■ Exercise
Every entry below should be copied exactly, minus the pictures.

■ Material provided

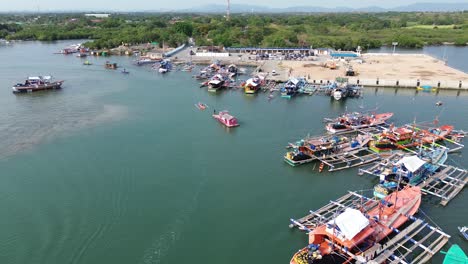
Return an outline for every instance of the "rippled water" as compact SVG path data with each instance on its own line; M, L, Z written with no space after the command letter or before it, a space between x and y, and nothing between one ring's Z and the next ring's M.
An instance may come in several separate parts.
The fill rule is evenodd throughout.
M189 73L161 76L109 58L127 76L105 70L104 58L83 66L53 54L68 43L0 47L2 264L287 263L306 243L290 217L375 184L356 170L289 167L287 142L361 105L395 112L396 123L437 115L468 130L466 93L366 89L347 102L211 95ZM49 73L66 80L63 90L11 94L26 76ZM213 109L229 109L241 126L224 129ZM466 155L450 162L467 168ZM465 249L456 226L468 221L466 199L465 191L445 208L430 199L422 207Z

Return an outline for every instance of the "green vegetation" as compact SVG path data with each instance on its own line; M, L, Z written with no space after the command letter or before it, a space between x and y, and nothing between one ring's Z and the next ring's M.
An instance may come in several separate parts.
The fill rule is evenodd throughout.
M468 13L83 14L0 15L0 38L53 41L93 39L90 48L157 41L177 46L193 37L197 45L331 47L350 50L390 45L421 47L451 42L466 45Z

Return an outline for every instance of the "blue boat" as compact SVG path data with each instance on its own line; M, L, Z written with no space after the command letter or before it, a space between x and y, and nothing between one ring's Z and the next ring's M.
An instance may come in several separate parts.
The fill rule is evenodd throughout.
M401 189L404 185L418 185L434 175L448 158L447 148L424 150L419 155L405 156L380 174L380 183L374 187L374 196L380 199Z
M281 97L291 99L300 89L304 88L307 81L304 78L290 78L283 88L281 88Z

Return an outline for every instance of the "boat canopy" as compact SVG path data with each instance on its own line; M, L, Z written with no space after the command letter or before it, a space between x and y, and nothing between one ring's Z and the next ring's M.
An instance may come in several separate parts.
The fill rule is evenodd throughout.
M220 84L221 80L218 80L218 79L210 80L210 83L211 84Z
M369 225L369 219L359 210L346 208L343 213L335 218L335 223L341 230L341 233L343 233L348 240L351 240Z
M250 78L245 82L245 85L257 86L258 85L258 79L257 78Z
M396 164L397 165L403 164L409 171L415 172L419 168L421 168L421 166L426 164L426 162L418 158L418 156L415 155L415 156L404 157L401 160L399 160Z

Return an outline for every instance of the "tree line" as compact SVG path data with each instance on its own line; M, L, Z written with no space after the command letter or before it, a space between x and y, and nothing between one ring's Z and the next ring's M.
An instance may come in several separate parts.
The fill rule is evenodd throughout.
M92 39L93 49L121 44L164 42L178 46L193 37L197 45L225 47L377 48L468 42L468 12L340 14L84 14L0 15L0 38L54 41Z

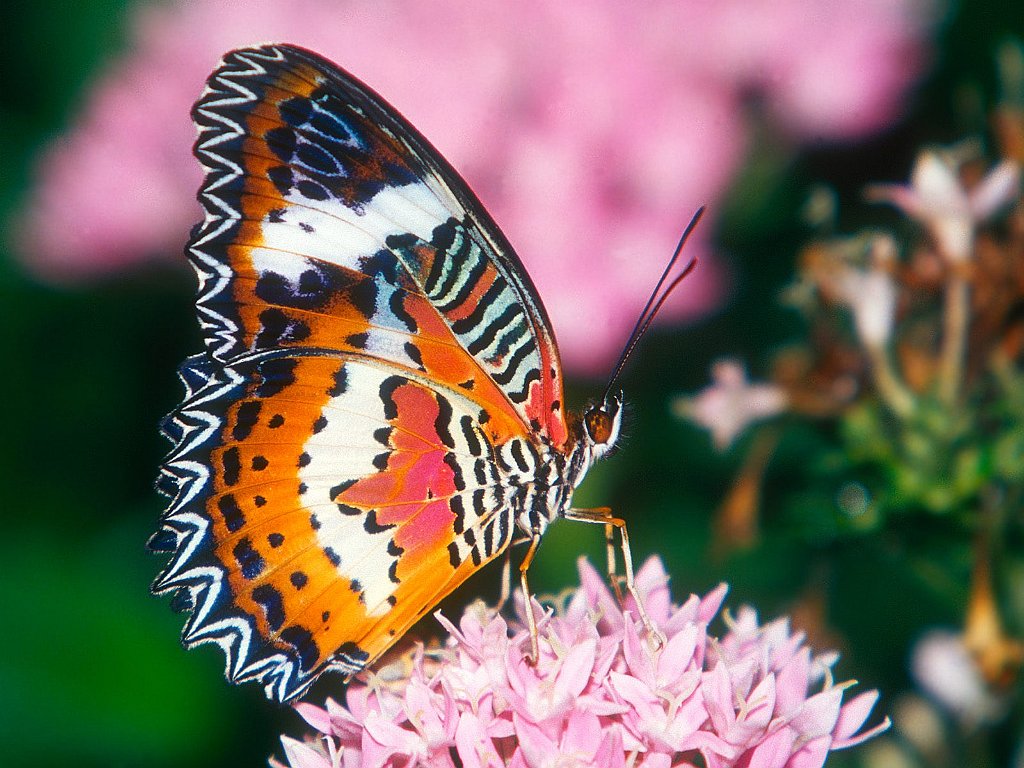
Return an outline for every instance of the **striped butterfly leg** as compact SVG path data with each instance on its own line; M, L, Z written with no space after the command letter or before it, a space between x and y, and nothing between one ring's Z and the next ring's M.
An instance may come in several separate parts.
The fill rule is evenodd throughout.
M615 567L615 545L614 545L614 532L619 532L619 549L622 552L622 562L625 569L625 574L622 577L625 581L626 591L633 596L633 600L636 602L637 612L640 614L640 620L644 623L644 629L647 630L647 634L654 640L654 647L656 649L663 648L665 646L665 636L654 626L650 616L647 615L647 609L644 607L643 598L637 591L636 584L633 578L633 555L629 548L629 533L626 531L626 521L621 517L615 517L612 515L611 509L608 507L597 507L594 509L569 509L563 513L563 517L566 520L576 520L581 523L593 523L596 525L603 525L605 530L605 543L608 548L608 580L612 584L612 588L615 590L616 596L619 598L619 602L622 602L622 591L619 586L619 575L616 573Z
M533 532L530 538L530 548L526 550L523 561L519 563L519 584L523 588L523 600L526 601L526 624L530 629L529 661L531 664L536 664L537 659L540 658L540 641L537 636L537 617L533 615L533 593L530 592L530 584L527 581L526 572L530 570L534 555L537 554L537 547L540 546L540 536L539 532Z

■ Result
Return an outline for every instance of the "rippled water" as compact SVG path data with each instance on its own line; M, L, Z written with no space after the command letter or before it, a space between x and y, and nothing between one ring's Z and the next ring's M.
An instance may come in several separate parts.
The fill rule is evenodd throughout.
M189 73L161 76L109 58L127 76L105 70L104 58L83 66L53 54L68 43L0 47L2 264L287 263L306 243L290 217L375 184L356 170L289 167L287 142L361 105L395 112L396 123L437 115L468 130L466 93L366 89L347 102L211 95ZM49 73L66 80L63 90L11 94L26 76ZM213 109L229 109L241 126L224 129ZM466 155L450 162L467 168ZM465 249L456 226L468 221L466 199L465 191L445 208L430 199L422 207Z

Return an outline for every instance of the "green vegetation" as compact SVG path data with each instance on its own line; M, L, Z written with no space after the command letter or before it, a space between x and y, and nothing between one ring's Z and the next ring's M.
An instance may come in several separate parts.
The fill rule is evenodd throughout.
M468 13L83 14L0 15L0 38L53 41L93 39L90 48L157 41L177 46L193 37L197 45L331 47L350 50L390 45L421 47L451 42L466 45Z

Return an outline for every instance of the "blue boat" as compact SVG path data with each instance on its own line; M, L, Z written with no space after the command letter or before it, a space between x and y, and nothing between one ring's Z and the next ring's M.
An instance may come in several separate parts.
The fill rule is evenodd throughout.
M401 189L404 185L418 185L434 175L448 158L447 148L424 150L419 155L405 156L380 174L380 183L374 187L374 196L380 199Z
M281 97L291 99L300 89L304 88L307 81L304 78L290 78L283 88L281 88Z

Return an outline for every instance of the "boat canopy" as compact SVG path data with each instance on its own line; M, L, Z written with no space after the command letter or before it, a space between x and y, and nothing between one ring's Z and the next ring's M.
An instance may come in several separate parts.
The fill rule is evenodd throughout.
M220 84L221 80L218 80L218 79L210 80L210 83L211 84Z
M369 225L369 219L359 210L346 208L343 213L335 218L335 223L341 230L341 233L343 233L348 240L351 240Z
M250 78L245 82L245 85L257 86L258 85L258 79L257 78Z
M396 164L397 165L403 164L409 171L415 172L419 168L421 168L421 166L426 164L426 162L418 158L418 156L415 155L415 156L404 157L401 160L399 160Z

Return an outline for every instance of the "tree line" as compact SVG path data with each instance on its own line; M, L, Z written with no space after the command letter or before it, a space between x and y, and nothing between one ring's Z and the next ring's M.
An instance may come in several separate parts.
The fill rule is evenodd throughout.
M92 39L93 49L121 44L164 42L178 46L193 37L197 45L225 47L377 48L468 42L468 12L340 14L84 14L0 15L0 38L54 41Z

Return an outline for every instance of the **striped butterfly leg** as compact SVG path data with each instance on its own line; M, L, Z written with no space after the command letter or before it, a space between x and y, and nothing between one ring's Z and the next ring's M.
An instance may come in several separate parts.
The fill rule is evenodd throughout.
M615 567L615 545L614 545L614 532L619 532L619 549L622 552L622 562L625 569L625 574L622 577L625 581L626 591L633 596L633 600L636 602L637 612L640 614L640 620L644 623L644 629L647 630L647 634L654 640L654 647L656 649L663 648L665 646L665 636L654 626L650 616L647 615L647 609L644 607L643 598L637 591L636 584L633 578L633 555L629 548L629 533L626 531L626 521L621 517L615 517L612 515L611 509L608 507L597 507L594 509L569 509L563 513L563 517L566 520L576 520L581 523L593 523L596 525L603 525L605 530L605 543L608 548L608 580L612 584L612 588L615 590L616 596L619 598L619 602L622 602L622 591L619 586L619 575L616 573Z
M533 532L530 538L530 548L526 550L523 561L519 563L519 584L523 588L523 600L526 601L526 624L530 629L529 661L531 664L536 664L537 659L540 658L540 641L537 636L537 617L533 615L533 593L530 592L530 584L527 581L526 572L530 570L534 555L537 554L537 547L540 546L540 536L539 532Z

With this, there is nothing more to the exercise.